▶ _Required actions_
**a)** List every organization or program named in the article on Sonoma State's STEM grant, giving the abbreviation wherever the article supplies one.
**b)** According to the article on Sonoma State's STEM grant, why did the small SSU team build the software themselves for the first five years?
**c)** Carry the article on Sonoma State's STEM grant forward from its last paragraph.

▶ _Document extract_
--- Start ---
Sonoma State Receives $7.9 M Grant To Expand Middle School STEM Program
STEMACES aims to improve middle school student achievement in science and increase the competency of STEM teachers in rural communities.
January 18, 2024
A $7.9-million grant from the US Department of Education (ED) to Sonoma State University’s STEM and Computing Education Support (STEMACES) program is the result of a decade of success building technology to enable innovative science education and make it accessible to underrepresented students.
STEMACES, which aims to improve middle school student achievement in science and increase the competency of STEM teachers in rural communities, was built on a tech teaching platform funded by two early-phase ED grants.
“Scientists are reliant on technology, and we realized that students needed to know technology to pursue science themselves,” said Dr. Lynn Cominsky, director and founder of SSU's EdEon STEM Learning, who has been leading the curriculum development and helped procure the funding from the outset.
“The problem was there was no technology made for the classroom that could support our experiments. So for the first five years, the small SSU team built the software themselves,” Cominsky said.
The resulting year-long integrated ninth-grade curriculum, branded as Learning by Making (LbyM), has evidence of success improving grades in science and math. This success allowed the LbyM team to apply for – and secure – next-level ED funding to expand its scope, said Laura Peticolas, SSU EdEon’s Associate Director and Principal Investigator for the $7.9-million grant application.
--- End ---
[Some records]
--- Start ---
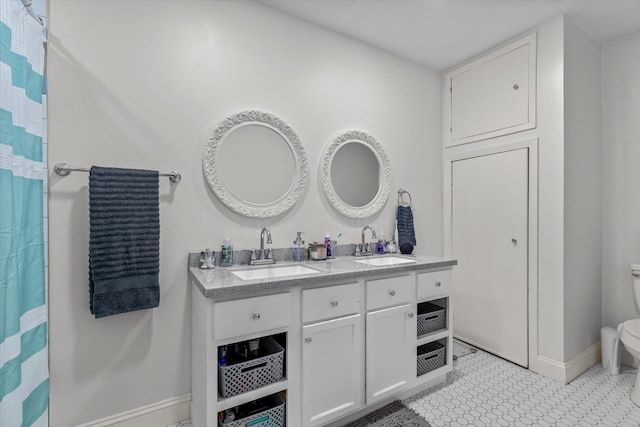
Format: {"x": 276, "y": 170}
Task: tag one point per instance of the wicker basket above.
{"x": 272, "y": 417}
{"x": 430, "y": 356}
{"x": 431, "y": 318}
{"x": 254, "y": 373}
--- End ---
▶ _Written answers_
**a)**
- US Department of Education (ED)
- Sonoma State University (SSU)
- STEM and Computing Education Support (STEMACES)
- EdEon STEM Learning
- Learning by Making (LbyM)

**b)** No technology made for the classroom could support their experiments. Scientists rely on technology, and the team saw that students needed to know it to pursue science themselves.

**c)**
“With the new funds, we will be able to implement elements of LbyM in eighth-grade classes at 40 schools in California and Texas, potentially reaching thousands more rural and underrepresented students,” Peticolas said.
In 2020, the Web Platform Incubator Community Group released an early version of a way to use browsers to communicate with hardware connected to computers’ USB ports.
“We are now able to support the curriculum at one-tenth the cost using common laptops. That is key in rural and other underserved areas, where they don’t have tech in their classrooms,” Cominsky said. “Equity is a focus of any program in EdEon.”
STEMACES will use elements from LbyM to test a model for improved student learning in science, specifically in computational thinking. The model includes teacher professional development, ongoing teacher and student support, and an innovative eighth-grade curriculum that meets science standards in California and Texas while teaching coding, electronics, and methods for using sensors.
“We have learned so much by engaging in an iterative process with the ninth-grade curriculum, and plan to create our own testing tools for this phase, involving both teachers and students in the process,” Peticolas said.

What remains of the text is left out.